En engageant en 2015 tous les pays du monde à réduire leurs émissions et à maintenir le réchauffement sous la barre des 2 °C d’ici à 2100, l’Accord de Paris, signé lors de la COP21, a marqué un tournant. Aujourd’hui, devant l’urgence, le mouvement s’accélère et les villes sont aux avant-postes. Partout dans le monde, elles se mobilisent, inscrivant l’action climatique au cœur de leur agenda. Elles ne visent plus seulement la diminution de leurs émissions de gaz à effet de serre mais bien la neutralité carbone. L’enjeu ? Atteindre ce point d’équilibre entre les rejets de CO2 et leur absorption par les réservoirs naturels que sont les océans, les sols, les forêts.
Fin 2020, une centaine de collectivités, françaises et étrangères, parmi lesquelles Los Angeles, Kinshasa, Londres, Lyon, Marseille et Paris, ont signé la Déclaration de Paris, s’engageant à agir au plus vite pour atteindre la neutralité carbone. Quant à l’Union européenne, elle veut voir 100 villes du Vieux Continent toucher au but dès 2030 et soutient cet effort avec le volet « Villes intelligentes et neutres en carbone » de son programme Horizon Europe.
Dans une Arabie saoudite qui s’urbanise très rapidement, les autorités souhaitent faire de Riyad une vitrine intelligente et durable, et l’une des villes les plus agréables à vivre au monde. Quatre grands projets environnementaux, sportifs et artistiques, en ligne avec les Objectifs de développement durable des Nations unies, soutiennent cette ambition, qui suppose aussi de réduire drastiquement la congestion automobile en créant le tout premier système de transports en commun (métro automatique et bus) de la ville. Une mutation confiée à RATP Dev, en partenariat avec l’opérateur saoudien SAPTCO.
#####
Série d'exercices:
1. Selon le texte sur la neutralité carbone des villes, pourquoi Riyad doit-elle se doter de son tout premier système de transports en commun ? Répondez en une à trois phrases.
2. Rédigez la suite du texte sur la neutralité carbone des villes, en reprenant juste après sa dernière phrase.
Le matériau qui suit n'a aucun lien avec le texte sur la neutralité carbone des villes.

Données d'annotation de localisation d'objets
#####
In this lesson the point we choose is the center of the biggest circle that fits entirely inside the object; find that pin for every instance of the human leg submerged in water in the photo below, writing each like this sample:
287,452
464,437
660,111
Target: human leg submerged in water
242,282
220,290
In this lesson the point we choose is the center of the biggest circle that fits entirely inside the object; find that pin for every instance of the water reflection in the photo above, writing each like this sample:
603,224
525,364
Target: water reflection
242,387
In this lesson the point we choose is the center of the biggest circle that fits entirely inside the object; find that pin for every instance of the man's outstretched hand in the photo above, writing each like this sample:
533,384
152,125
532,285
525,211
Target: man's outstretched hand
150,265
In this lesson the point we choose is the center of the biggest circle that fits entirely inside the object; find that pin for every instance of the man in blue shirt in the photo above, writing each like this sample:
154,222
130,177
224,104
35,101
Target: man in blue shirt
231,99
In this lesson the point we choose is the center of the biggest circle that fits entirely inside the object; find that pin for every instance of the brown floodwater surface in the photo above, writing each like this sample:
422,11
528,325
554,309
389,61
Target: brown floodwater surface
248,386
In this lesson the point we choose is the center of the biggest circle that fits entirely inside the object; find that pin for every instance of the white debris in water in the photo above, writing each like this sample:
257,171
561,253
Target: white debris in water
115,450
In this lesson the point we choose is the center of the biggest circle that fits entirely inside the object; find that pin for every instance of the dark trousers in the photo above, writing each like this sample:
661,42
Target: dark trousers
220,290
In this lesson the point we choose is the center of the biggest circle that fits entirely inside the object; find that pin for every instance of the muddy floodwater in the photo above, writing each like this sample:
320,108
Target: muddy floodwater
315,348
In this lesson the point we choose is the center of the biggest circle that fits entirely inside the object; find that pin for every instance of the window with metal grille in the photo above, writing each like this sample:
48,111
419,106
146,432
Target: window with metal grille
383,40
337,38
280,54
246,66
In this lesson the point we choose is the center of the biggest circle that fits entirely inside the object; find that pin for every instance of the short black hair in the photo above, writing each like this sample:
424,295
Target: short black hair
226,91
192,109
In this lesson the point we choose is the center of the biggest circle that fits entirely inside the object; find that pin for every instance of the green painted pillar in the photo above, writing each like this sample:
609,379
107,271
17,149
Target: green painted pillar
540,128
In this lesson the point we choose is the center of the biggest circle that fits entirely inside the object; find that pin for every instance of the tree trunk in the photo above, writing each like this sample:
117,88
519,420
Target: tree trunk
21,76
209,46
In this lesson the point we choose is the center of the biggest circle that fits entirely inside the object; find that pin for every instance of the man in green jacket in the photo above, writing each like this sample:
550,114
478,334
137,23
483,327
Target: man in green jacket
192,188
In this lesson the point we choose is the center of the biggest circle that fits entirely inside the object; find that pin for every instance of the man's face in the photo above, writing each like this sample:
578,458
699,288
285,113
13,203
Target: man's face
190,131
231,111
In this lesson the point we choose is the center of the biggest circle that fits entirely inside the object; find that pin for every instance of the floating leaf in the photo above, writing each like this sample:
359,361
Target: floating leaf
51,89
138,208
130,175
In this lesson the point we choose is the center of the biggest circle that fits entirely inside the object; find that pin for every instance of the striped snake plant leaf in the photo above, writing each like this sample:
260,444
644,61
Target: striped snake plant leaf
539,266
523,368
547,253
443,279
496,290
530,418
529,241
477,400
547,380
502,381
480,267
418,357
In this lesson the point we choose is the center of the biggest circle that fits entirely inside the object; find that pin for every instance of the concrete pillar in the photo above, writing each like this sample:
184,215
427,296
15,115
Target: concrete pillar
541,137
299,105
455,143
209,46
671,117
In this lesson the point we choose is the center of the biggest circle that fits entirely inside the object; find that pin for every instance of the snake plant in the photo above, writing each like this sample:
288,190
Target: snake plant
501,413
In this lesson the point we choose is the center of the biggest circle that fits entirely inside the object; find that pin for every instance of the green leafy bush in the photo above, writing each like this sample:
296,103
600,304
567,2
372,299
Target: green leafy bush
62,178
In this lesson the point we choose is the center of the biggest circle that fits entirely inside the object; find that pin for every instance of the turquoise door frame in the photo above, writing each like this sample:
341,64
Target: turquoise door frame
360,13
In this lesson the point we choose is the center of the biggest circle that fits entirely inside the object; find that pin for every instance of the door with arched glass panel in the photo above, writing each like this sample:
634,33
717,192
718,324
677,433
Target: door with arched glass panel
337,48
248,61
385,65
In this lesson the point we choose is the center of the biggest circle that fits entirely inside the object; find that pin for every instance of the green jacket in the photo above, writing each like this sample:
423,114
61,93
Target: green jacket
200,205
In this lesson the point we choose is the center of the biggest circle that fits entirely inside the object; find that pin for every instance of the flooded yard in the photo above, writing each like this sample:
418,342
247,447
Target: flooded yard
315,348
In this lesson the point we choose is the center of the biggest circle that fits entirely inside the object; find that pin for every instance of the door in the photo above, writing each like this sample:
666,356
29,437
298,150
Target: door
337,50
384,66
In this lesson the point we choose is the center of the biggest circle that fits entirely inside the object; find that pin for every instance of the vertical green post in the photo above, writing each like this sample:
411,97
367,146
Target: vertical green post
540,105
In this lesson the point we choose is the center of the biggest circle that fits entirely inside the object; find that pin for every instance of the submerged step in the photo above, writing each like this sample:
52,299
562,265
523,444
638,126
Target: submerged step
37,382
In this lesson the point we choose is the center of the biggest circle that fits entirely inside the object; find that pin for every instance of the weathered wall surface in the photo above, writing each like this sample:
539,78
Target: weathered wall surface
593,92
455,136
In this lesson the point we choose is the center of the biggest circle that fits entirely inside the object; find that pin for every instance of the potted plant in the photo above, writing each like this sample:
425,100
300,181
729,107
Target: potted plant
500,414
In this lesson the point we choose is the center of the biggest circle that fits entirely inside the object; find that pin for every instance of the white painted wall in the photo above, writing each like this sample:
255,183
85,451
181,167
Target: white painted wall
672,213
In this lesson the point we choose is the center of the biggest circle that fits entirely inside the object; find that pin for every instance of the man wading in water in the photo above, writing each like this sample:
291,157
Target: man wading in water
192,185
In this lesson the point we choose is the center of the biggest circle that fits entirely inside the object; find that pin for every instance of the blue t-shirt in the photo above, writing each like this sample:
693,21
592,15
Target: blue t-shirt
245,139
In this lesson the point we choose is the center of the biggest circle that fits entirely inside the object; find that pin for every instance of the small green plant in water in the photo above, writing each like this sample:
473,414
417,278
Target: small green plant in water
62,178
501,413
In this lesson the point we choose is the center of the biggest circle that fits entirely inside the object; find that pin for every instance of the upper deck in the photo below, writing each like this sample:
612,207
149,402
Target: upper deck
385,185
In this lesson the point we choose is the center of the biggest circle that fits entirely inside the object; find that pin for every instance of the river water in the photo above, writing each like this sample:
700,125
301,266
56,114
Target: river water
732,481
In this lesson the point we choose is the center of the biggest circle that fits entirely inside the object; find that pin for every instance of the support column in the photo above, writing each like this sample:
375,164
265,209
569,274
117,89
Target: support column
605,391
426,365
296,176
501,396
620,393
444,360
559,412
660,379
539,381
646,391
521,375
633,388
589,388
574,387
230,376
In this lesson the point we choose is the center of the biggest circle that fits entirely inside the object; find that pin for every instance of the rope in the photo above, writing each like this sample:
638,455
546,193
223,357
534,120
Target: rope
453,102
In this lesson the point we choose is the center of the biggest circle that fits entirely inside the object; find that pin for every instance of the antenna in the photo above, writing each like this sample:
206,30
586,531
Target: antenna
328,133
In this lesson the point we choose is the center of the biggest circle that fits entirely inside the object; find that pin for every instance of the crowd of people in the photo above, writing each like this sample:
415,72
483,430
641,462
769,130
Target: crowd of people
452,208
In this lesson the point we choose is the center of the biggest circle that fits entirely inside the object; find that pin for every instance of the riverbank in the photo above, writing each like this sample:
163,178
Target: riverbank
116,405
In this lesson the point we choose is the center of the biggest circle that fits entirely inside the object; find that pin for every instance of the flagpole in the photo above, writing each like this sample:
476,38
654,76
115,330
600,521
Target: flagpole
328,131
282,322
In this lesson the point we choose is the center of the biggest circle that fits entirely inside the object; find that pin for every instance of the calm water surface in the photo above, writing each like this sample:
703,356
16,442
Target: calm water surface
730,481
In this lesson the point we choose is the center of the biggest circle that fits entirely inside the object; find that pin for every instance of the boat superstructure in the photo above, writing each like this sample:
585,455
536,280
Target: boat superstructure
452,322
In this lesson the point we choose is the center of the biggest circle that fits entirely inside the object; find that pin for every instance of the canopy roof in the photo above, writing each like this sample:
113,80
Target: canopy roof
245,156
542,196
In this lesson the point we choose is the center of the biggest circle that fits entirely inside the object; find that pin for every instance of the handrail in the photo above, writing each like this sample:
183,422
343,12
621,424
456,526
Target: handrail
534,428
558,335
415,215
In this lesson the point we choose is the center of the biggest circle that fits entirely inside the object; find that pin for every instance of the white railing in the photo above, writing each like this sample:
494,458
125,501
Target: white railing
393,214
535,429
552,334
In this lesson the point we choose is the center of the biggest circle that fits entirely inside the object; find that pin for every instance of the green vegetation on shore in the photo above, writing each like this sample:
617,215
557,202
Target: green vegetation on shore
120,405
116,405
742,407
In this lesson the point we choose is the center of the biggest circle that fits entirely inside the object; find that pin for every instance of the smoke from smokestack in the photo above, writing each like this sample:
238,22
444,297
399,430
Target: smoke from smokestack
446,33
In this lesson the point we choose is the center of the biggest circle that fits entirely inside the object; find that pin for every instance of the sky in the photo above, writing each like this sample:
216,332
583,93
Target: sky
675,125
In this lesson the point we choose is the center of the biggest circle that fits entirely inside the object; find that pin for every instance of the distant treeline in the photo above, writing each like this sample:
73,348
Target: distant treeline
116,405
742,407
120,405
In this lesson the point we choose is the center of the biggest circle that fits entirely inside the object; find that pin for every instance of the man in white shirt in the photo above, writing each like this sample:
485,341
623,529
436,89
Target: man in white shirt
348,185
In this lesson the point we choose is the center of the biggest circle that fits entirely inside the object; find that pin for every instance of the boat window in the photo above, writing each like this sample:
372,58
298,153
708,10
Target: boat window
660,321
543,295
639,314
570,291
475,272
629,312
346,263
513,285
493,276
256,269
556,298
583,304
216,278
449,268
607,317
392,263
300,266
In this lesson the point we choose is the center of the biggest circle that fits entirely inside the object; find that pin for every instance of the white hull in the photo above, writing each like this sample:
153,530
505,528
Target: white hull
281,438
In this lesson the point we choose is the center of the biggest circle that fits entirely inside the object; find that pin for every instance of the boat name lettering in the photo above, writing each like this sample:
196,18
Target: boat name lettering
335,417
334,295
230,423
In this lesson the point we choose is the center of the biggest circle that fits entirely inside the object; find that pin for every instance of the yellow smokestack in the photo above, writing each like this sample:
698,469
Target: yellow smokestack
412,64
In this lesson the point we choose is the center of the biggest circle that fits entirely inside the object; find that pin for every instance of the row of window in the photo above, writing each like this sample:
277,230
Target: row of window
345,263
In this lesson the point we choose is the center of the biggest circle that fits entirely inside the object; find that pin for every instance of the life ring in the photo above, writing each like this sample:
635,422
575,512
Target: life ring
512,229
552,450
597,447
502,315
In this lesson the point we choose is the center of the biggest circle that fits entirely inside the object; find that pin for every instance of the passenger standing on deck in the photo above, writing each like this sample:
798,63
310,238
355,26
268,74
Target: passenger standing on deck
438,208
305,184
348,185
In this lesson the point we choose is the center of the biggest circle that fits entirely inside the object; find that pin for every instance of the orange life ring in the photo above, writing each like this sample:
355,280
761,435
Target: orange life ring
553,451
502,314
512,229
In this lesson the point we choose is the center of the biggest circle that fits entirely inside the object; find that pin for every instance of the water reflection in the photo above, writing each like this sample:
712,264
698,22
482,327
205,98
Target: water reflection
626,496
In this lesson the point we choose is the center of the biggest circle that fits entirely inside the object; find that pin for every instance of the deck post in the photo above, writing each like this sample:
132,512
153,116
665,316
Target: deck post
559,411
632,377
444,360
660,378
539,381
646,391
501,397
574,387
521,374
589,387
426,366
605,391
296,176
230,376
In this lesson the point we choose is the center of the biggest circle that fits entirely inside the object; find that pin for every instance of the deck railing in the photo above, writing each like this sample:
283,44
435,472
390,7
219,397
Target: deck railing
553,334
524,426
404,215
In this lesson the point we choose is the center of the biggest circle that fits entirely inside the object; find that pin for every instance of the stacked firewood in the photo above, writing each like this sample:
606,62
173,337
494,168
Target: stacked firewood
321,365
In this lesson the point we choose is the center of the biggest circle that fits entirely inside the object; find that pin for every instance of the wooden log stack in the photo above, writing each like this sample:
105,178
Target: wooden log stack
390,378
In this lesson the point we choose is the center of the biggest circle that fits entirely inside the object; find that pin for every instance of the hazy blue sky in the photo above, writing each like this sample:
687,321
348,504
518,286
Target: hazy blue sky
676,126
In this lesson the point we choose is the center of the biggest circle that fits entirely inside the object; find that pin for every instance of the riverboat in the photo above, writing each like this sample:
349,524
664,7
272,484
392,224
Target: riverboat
#####
Corrigé:
1. Ce réseau de métro automatique et de bus doit réduire drastiquement la congestion automobile. Cette réduction est indispensable à l'ambition des autorités, qui veulent faire de Riyad une vitrine intelligente et durable et l'une des villes les plus agréables à vivre au monde.

2.
8 millions
d’habitants en 2030, contre 5,2 millions en 2010 : c’est la progression attendue de la population de Riyad.
Les intentions sont là mais comment passer des objectifs à des résultats concrets ? Pour réussir, les villes, organismes complexes par excellence, doivent actionner simultanément un grand nombre de leviers : opérer la transition de leurs systèmes de transports vers des énergies propres, mais aussi améliorer l’efficacité énergétique des bâtiments et des infrastructures, mieux gérer les déchets et promouvoir le recyclage tout en rénovant les infrastructures urbaines dans une approche durable. Pour relever ces défis, l’innovation joue un rôle clé à condition que la volonté politique et le cadre réglementaire soient au rendez-vous. Dans le secteur du bâtiment, responsable au niveau mondial de 39 % des émissions de gaz à effet de serre, les solutions techniques existent depuis longtemps.
Au Canada, à Taïwan ou à Singapour, des bâtiments à haute efficacité énergétique construits dans les années 1970 sont toujours performants aujourd’hui. Alors pourquoi ne sont-ils pas plus nombreux ? Parce qu’il faut une impulsion forte pour que ces bonnes pratiques se généralisent. C’est ce qui s’est produit à Bruxelles, à New York ou à Vancouver. Dans les années 2000, les bâtiments de Bruxelles comptaient parmi les moins efficients en Europe. En intégrant à sa réglementation les principes de la construction passive, la ville a, en moins de dix ans, inversé la tendance. À Vancouver, une ville engagée dans une démarche similaire, le marché de l’économie bas carbone est maintenant estimé à 3,3 milliards de dollars pour la période 2019-2032.
Première capitale au monde couronnée « parc national », Londres mérite cette distinction : les espaces verts publics couvrent plus de 16 % du territoire du Grand Londres, contre 8,8 % pour Paris. Mais être verte ne suffit pas. La feuille de route de la municipalité vise, à l’horizon 2050, un système de transports zéro émission. Pour y parvenir, la ville a institué depuis 2017 des zones à très faibles émissions qui deviendront des zones zéro émission à partir de 2025. Et elle investit pour convertir les flottes de bus à l’électrique ou à l’hydrogène.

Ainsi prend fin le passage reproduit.